Poursuivez le texte sur la pénurie mondiale de composants en reprenant juste après sa dernière phrase.

== Extrait du texte ==
# # # # # # #

Lorsque la crise sanitaire a contraint une majeure partie de la population à travailler, étudier et échanger à distance du jour au lendemain, la demande de produits technologiques a naturellement explosé. Le monde entier s’est retrouvé plus que jamais dépendant de la technologie pour rester connecté.
Même dans ses prévisions les plus improbables, aucune entreprise n’était préparée à cette forte hausse de la demande, accélérée par la nécessaire transformation numérique des entreprises et des foyers, notamment par l’adoption massive du télétravail/école à distance. Si elle représente une opportunité pour certains secteurs, cette forte demande s’accompagne également de nouveaux défis. Les perturbations qui ont suivi la pandémie, y compris les retards de transport, associées à des événements imprévisibles, comme des catastrophes naturelles, et ou des tensions géopolitiques, ont transformé la pénurie de composants en une crise mondiale avec de fortes augmentations de prix et des délais de livraison prolongés.
Un marché sous tension
La forte tension qui règne sur le marché des composants et des matières premières n’est pas nouvelle. La baisse des capacités de production empêche de répondre à la forte demande de certains secteurs, comme l'automobile, l'électronique grand public et les infrastructures de communication industrielles. En pleine pandémie, les gouvernements ont logiquement donné la priorité à la distribution de composants à l'industrie de la santé et aux opérations de sauvetage, affectant davantage l'industrie des communications et des réseaux. Aucun retour à la normale n’est prévu avant longtemps : 2022 commence comme 2021 s'est terminée, et la situation ne devrait pas se rétablir avant 2023.

# # # # # # #

(Lignes issues d'un jeu d'annotation par points)
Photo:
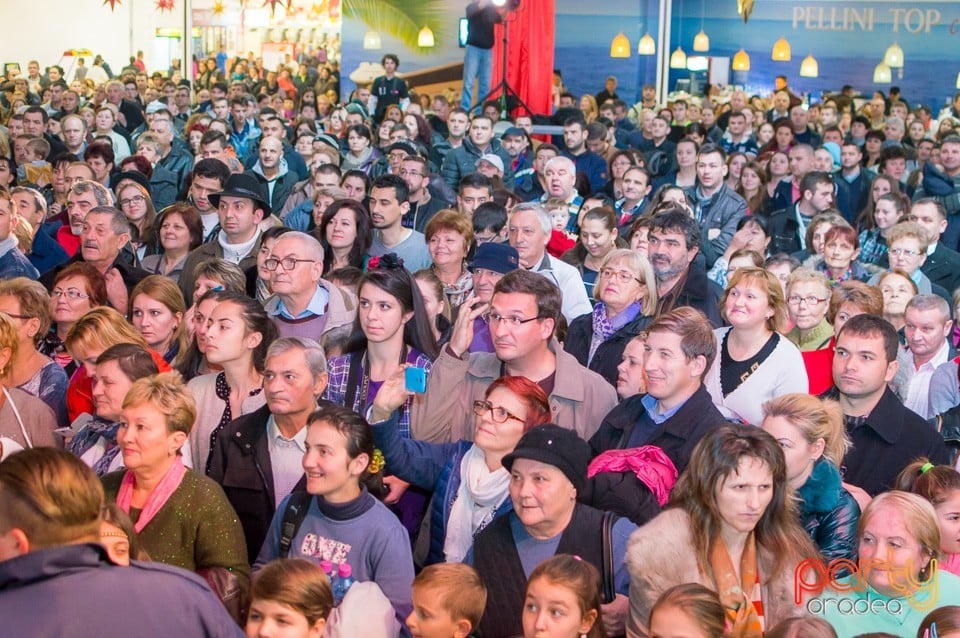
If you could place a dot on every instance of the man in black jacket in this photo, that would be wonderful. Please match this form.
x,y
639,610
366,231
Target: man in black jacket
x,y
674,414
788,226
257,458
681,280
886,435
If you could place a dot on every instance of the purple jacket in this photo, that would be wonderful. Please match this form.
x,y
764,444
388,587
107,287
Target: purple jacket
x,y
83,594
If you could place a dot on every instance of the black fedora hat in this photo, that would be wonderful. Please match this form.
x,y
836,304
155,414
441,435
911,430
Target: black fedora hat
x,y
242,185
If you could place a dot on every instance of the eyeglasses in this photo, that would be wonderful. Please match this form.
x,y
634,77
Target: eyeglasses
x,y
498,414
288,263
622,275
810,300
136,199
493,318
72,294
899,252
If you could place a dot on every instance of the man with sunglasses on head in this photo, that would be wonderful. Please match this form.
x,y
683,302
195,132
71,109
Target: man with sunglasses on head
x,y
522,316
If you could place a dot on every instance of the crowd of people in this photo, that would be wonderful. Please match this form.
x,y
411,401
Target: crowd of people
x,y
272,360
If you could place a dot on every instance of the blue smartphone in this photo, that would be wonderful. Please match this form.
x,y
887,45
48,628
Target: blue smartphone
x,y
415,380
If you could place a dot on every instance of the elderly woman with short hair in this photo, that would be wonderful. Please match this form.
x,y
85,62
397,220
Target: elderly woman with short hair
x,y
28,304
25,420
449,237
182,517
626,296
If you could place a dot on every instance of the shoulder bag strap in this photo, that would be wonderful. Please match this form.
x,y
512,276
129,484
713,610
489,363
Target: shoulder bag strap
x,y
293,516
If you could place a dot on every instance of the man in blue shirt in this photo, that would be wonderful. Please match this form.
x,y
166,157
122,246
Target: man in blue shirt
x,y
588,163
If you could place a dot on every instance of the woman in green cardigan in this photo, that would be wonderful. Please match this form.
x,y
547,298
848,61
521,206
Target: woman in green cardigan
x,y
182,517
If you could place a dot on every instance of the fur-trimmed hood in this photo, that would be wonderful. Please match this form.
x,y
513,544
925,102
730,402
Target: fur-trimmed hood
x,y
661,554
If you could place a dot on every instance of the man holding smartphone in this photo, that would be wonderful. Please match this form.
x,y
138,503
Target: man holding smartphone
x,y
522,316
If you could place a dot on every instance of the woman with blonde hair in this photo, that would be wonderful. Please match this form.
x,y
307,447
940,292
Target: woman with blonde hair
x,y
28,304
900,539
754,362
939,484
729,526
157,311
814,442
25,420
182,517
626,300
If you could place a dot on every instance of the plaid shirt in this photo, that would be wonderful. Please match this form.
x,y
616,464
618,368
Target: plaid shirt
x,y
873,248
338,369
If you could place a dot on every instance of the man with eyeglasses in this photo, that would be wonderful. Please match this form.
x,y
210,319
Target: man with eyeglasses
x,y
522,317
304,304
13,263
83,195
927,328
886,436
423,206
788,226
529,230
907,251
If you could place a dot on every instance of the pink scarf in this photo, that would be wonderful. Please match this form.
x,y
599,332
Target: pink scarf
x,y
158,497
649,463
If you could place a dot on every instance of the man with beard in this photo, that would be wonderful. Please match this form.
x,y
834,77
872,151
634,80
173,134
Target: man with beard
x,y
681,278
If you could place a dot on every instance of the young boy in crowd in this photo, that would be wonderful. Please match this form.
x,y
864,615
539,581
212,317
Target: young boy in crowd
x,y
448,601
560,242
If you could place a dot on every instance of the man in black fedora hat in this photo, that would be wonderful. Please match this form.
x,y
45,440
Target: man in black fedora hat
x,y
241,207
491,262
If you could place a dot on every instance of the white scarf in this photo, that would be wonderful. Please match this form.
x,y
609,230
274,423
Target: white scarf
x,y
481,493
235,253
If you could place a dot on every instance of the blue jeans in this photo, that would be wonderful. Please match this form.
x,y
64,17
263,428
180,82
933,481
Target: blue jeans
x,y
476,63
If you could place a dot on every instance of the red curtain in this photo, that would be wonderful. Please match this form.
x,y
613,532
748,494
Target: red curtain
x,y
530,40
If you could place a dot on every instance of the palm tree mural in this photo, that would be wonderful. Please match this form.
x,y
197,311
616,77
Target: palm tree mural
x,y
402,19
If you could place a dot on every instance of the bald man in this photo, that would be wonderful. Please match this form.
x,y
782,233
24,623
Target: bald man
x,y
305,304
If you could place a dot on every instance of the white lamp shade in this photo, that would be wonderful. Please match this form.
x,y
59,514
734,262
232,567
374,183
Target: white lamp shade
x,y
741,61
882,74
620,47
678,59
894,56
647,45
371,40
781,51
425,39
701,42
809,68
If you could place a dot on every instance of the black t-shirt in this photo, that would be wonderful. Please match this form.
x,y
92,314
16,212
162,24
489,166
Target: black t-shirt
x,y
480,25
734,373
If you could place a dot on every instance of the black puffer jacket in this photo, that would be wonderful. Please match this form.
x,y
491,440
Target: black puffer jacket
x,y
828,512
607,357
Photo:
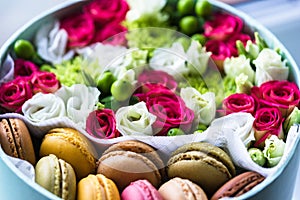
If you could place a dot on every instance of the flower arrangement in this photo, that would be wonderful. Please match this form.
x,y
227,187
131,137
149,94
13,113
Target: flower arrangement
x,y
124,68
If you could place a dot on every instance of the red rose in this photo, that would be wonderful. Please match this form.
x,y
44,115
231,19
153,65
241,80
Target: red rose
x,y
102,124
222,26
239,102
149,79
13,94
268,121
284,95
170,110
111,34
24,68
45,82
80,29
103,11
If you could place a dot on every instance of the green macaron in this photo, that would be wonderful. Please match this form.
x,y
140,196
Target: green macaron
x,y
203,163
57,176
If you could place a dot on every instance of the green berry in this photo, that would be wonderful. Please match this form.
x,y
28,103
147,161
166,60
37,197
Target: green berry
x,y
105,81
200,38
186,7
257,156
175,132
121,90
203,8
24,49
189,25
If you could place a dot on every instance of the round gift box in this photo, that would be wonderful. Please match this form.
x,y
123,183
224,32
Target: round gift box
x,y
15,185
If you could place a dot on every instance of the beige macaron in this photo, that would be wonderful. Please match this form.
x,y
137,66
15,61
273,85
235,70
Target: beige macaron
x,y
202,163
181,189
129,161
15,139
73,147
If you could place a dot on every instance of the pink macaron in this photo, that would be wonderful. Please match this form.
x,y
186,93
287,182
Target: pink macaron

# # # # # # #

== Réponse ==
Pour maintenir les niveaux de production, les entreprises doivent se concentrer sur la continuité et la résilience, avant de penser aux coûts.
Court-circuiter la capacité de production
Au sein de l'écosystème de l'approvisionnement électronique, différents enjeux interviennent. D’une part, il existe très peu de fabricants pour répondre aux besoins croissants du monde en matière de puces électroniques. Même avant la crise, ils étaient déjà au maximum de leurs capacités de production. D’autre part, certaines technologies sont vieillissantes ou obsolètes. Or leur renouvellement ne sera pas assuré si les quelques rares fabricants décident de concentrer leurs activités pour répondre aux demandes de composants pour des technologies plus récentes ou plus rentables. Cela pose un problème majeur d’allocation de la ressource en semi-conducteur.
Lorsque les fournisseurs n'ont pas la capacité de répondre à toutes les commandes, ils sont libres de choisir leur marché. Cette décision peut favoriser les grands comptes tout en portant préjudice aux petites et moyennes entreprises incapables de s'engager sur des volumes minimaux de commandes. Les entreprises qui ont établi des relations solides avec leurs fournisseurs ont ainsi de meilleures chances de pérenniser leur activité.
Multiplier les approvisionnements en parallèle
Afin de limiter les déconvenues, une solution est de diversifier les sources d’approvisionnements (double ou triple) pour ne pas dépendre d'un seul fournisseur, en gardant à l'esprit que la conception du produit sera éventuellement adaptée aux composants qui varient d'un fournisseur à l'autre. Par exemple, ils peuvent avoir des propriétés ou des formes différentes, ce qui peut nécessiter un peu de R&D pour les intégrer avec succès.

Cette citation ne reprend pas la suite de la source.